• [Exercise description]: Scan the records beneath this line for the line holding "the brown dirt" and the line holding "the orange leg", then transcribe exactly those two and all lines between.

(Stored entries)

┌──

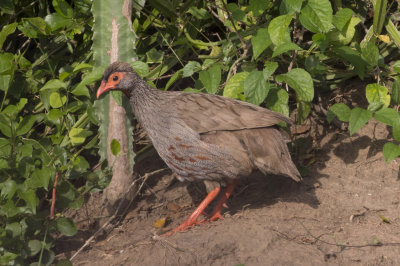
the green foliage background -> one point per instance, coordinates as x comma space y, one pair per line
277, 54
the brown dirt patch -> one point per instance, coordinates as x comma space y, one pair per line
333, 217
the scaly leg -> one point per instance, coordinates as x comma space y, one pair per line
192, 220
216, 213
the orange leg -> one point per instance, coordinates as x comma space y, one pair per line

└──
┌──

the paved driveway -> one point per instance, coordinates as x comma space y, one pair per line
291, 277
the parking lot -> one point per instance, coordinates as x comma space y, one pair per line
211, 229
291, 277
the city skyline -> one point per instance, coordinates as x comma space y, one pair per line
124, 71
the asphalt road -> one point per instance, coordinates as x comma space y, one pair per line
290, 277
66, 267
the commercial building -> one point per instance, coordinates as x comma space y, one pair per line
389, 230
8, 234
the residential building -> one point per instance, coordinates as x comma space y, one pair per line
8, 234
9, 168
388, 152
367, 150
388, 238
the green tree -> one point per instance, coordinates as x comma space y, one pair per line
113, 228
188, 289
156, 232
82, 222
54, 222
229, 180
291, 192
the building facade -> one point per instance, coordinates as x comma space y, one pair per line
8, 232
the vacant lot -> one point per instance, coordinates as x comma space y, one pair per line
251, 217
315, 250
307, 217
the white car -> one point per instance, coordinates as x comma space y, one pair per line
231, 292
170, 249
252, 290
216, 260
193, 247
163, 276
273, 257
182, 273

└──
┌──

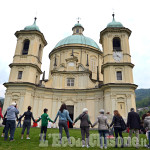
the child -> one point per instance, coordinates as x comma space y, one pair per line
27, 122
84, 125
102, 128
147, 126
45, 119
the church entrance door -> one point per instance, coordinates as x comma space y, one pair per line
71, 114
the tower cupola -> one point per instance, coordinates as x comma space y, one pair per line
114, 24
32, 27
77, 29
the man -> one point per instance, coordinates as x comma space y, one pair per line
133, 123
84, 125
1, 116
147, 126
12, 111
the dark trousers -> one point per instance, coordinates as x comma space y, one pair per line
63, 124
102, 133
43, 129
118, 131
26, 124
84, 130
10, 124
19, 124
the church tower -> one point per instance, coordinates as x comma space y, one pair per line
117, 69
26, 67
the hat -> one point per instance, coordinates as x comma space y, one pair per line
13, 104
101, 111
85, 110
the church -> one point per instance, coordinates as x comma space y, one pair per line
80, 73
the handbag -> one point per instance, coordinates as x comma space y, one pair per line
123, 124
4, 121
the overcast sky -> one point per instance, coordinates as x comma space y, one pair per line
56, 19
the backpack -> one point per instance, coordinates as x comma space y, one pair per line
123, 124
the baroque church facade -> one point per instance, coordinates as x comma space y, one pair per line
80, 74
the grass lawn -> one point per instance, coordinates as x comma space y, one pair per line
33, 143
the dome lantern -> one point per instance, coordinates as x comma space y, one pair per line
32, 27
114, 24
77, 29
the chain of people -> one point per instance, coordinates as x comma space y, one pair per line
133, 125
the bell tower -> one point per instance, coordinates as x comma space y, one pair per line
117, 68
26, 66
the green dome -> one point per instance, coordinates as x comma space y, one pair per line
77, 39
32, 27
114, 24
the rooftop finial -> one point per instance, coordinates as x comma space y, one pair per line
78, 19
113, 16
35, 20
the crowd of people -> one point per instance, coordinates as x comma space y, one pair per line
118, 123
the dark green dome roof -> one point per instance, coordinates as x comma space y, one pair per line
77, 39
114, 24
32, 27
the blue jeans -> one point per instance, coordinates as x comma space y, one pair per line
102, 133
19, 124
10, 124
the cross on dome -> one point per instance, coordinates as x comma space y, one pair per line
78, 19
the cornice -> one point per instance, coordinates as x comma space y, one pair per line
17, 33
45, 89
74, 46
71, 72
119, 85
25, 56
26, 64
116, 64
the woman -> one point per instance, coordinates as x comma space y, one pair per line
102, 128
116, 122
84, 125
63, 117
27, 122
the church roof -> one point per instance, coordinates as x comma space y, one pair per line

└──

• [Response area]:
the brown dirt patch -> one point per instance, coordinates as x comma space y, one pair per line
333, 217
the scaly leg -> one point per instance, coordinates as x comma space y, one pair per line
192, 220
216, 213
the orange leg -> one point per instance, coordinates as x comma space y, one pair per line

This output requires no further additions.